::: EXTRAIT SOURCE

C’est qu’ils ont très bien retenu et pris à cœur les propos de Donald Trump comme quoi l'Europe était “pire que la Chine” et que l'Union européenne “ne contribuait pas à la promotion des intérêts américains”. L'attitude du président, de son administration et de ses partisans au sein de la classe politique américaine à l'égard de la “menace chinoise” est notoire et n'exige pas de description supplémentaire. Pour les Européens, les actions des autorités américaines montrent que Washington ne veut pas voir en eux les alliés avec lesquels il convient de partager les résultats des succès géopolitiques américains. Simon Nixon constate avec tristesse que des contradictions idéologiques pourraient surgir entre les États-Unis et l'UE, mais que les parties adverses ont de fait des convictions identiques: tu mourras aujourd'hui et moi demain.

Il faut prendre en compte que dans sa situation actuelle, Donald Trump est tout simplement obligé de mentir et de faire semblant que l'économie américaine va bien et qu'elle ira encore mieux à l'avenir. Toutefois, pendant la campagne présidentielle, il était beaucoup plus sincère et disait ouvertement que l'économie américaine n'était qu’“une grosse bulle”. C’est justement l'état de l'économie américaine qui constitue le problème et le cauchemar principal du président des États-Unis, et c'est justement les tentatives de remédier à cette situation critique au détriment d'autrui (ce qui correspond entièrement à l'esprit et aux traditions de la politique américaine) qui déterminent toute la stratégie diplomatique de Washington. Il suffit de se rappeler ce que Donald Trump lui-même disait sur les perspectives de l'économie américaine en 2015 dans une interview au magazine The Hill: “De toute façon, nous sommes dans une bulle. […] La raison pour laquelle elle (l'administration Obama — ndlr) maintient les taux à un bas niveau est qu'Obama ne veut pas connaître de récession ou de dépression tant qu'il exerce ses fonctions […] Savez-vous qui sera le plus touché? Ce seront les gens qui agissent en conformité avec le rêve américain et qui font ce qui doit être bon. Ces gens ont vécu une quarantaine d'années en mettant de côté deux cent dollars par semaine sur leurs comptes bancaires. Ils ont travaillé toute leur vie pour épargner et maintenant on les pousse vers un marché boursier surestimé, si bien que leurs économies seront complètement détruites à un certain moment”.

::::::

▶ **CONSIGNE 1**
Résumez sous forme de liste le paragraphe de l'extrait qui commence par « Il faut prendre en compte », en gardant ses faits principaux.
▶ **CONSIGNE 2**
Modifiez le passage de l'extrait qui commence par « C’est qu’ils ont » et se poursuit jusqu'à « et moi demain. » en remplaçant « avec tristesse » par « avec amertume ».
▶ **CONSIGNE 3**
Répondez aux questions suivantes à partir de l'extrait.
(a) D'après les propos de Donald Trump rapportés dans l'extrait, l'Europe était pire que quel pays ?
(b) Dans quel magazine Donald Trump a-t-il donné une interview en 2015 ?
(c) Pendant combien de temps les gens décrits par Trump ont-ils mis de l'argent de côté chaque semaine ?

::: CONTENU DES DONNÉES

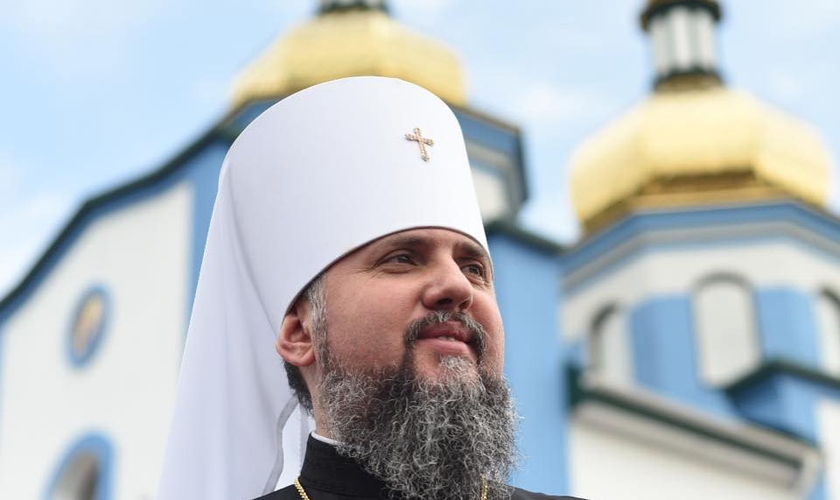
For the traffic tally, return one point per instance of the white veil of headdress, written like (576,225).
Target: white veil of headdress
(315,176)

::::::

▶ **RÉPONSE 1**
- Dans sa situation actuelle, Donald Trump est obligé de mentir et de faire croire que l'économie américaine va bien et ira encore mieux.
- Pendant la campagne présidentielle, il disait ouvertement qu'elle n'était qu'« une grosse bulle ».
- L'état de l'économie américaine est le problème et le cauchemar principal du président des États-Unis.
- Les tentatives d'y remédier au détriment d'autrui déterminent toute la stratégie diplomatique de Washington.
- En 2015, dans une interview au magazine The Hill, Trump affirmait que l'administration Obama maintenait les taux bas pour éviter une récession ou une dépression pendant son mandat.
- Selon lui, les plus touchés seraient les gens fidèles au rêve américain. Ils avaient épargné chaque semaine pendant une quarantaine d'années et étaient maintenant poussés vers un marché boursier surestimé, où leurs économies finiraient détruites.

▶ **RÉPONSE 2**
C’est qu’ils ont très bien retenu et pris à cœur les propos de Donald Trump comme quoi l'Europe était “pire que la Chine” et que l'Union européenne “ne contribuait pas à la promotion des intérêts américains”. L'attitude du président, de son administration et de ses partisans au sein de la classe politique américaine à l'égard de la “menace chinoise” est notoire et n'exige pas de description supplémentaire. Pour les Européens, les actions des autorités américaines montrent que Washington ne veut pas voir en eux les alliés avec lesquels il convient de partager les résultats des succès géopolitiques américains. Simon Nixon constate avec amertume que des contradictions idéologiques pourraient surgir entre les États-Unis et l'UE, mais que les parties adverses ont de fait des convictions identiques: tu mourras aujourd'hui et moi demain.

▶ **RÉPONSE 3**
(a) La Chine.
(b) The Hill.
(c) Une quarantaine d'années.